**Exercise task:**
Rewrite the listing below as a JSON array of strings, one per line, leaving out blank lines. Cover only the span from the line that contains "Practice step: label each instance of the blue sneaker" through the end of the listing.

**Supplied data:**
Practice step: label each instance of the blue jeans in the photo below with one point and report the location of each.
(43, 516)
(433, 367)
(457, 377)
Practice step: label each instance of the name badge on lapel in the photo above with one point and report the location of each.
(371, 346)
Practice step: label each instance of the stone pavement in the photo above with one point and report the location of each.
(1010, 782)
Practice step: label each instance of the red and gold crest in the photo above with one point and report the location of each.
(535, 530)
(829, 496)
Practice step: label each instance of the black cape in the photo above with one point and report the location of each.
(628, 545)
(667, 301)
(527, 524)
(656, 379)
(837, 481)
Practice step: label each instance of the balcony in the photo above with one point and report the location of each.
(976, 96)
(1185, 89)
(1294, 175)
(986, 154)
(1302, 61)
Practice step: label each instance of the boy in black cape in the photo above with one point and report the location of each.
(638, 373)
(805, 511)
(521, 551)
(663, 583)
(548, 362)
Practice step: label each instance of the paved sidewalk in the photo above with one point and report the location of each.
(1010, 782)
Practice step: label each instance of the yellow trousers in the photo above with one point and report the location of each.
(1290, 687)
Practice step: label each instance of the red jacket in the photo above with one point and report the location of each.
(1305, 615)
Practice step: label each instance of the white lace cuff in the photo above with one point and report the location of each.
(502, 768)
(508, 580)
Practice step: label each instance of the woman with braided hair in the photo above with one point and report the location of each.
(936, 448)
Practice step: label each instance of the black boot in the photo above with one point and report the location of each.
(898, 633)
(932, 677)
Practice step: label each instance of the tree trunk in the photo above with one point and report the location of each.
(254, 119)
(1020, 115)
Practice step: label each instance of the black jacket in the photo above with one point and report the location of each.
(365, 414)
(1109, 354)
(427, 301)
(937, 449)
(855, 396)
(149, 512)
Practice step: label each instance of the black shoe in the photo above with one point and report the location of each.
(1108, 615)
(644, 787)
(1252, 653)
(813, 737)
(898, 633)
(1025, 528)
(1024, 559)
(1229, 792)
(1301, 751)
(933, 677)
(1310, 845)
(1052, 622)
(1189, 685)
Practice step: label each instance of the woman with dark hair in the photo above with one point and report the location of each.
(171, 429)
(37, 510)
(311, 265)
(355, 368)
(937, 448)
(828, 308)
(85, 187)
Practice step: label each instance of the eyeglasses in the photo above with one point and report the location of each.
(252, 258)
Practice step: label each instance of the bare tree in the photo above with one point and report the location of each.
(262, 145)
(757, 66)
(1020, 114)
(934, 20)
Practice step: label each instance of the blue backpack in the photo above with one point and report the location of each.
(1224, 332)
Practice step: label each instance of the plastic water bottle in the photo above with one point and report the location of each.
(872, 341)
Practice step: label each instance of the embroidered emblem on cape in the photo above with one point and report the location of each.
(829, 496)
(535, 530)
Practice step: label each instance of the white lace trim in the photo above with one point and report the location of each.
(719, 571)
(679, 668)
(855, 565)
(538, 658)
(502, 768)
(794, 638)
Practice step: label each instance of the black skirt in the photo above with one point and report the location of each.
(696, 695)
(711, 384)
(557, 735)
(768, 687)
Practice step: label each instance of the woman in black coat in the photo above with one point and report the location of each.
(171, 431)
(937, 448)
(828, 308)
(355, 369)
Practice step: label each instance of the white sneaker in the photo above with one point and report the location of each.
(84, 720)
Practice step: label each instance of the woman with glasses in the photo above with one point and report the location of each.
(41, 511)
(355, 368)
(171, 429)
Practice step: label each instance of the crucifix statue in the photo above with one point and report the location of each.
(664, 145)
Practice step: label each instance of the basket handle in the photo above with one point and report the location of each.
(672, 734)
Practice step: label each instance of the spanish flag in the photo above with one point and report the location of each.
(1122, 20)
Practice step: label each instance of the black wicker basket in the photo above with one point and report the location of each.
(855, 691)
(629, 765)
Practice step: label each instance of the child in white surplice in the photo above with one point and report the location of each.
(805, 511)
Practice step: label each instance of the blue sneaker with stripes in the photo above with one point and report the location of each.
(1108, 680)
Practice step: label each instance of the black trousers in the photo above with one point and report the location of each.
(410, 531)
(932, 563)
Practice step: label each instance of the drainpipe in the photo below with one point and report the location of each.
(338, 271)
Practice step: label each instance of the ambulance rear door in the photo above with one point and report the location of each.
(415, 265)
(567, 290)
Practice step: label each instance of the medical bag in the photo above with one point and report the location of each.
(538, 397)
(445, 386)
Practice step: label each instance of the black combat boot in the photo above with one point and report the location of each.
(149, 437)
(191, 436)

**Output below:**
[
  "Practice step: label each instance of the blue sneaker with stripes in the photo above with one point and report the location of each.",
  "(1108, 680)",
  "Practice step: label each instance of the black trousers in the photo above with one point and report the location of each.",
  "(410, 531)",
  "(932, 563)",
  "Practice step: label each instance of the drainpipe in the photo below with one point and report the location of each.",
  "(338, 271)",
  "Practice step: label each instance of the ambulance rear door in the photo above with one point and report the location of each.",
  "(415, 265)",
  "(567, 290)",
  "Practice step: label each instance of the medical bag in the photo above with one point and report the location of each.",
  "(538, 397)",
  "(445, 386)",
  "Practice step: label each instance of the black combat boot in the photo above with one point and report the location of each.",
  "(149, 437)",
  "(191, 436)"
]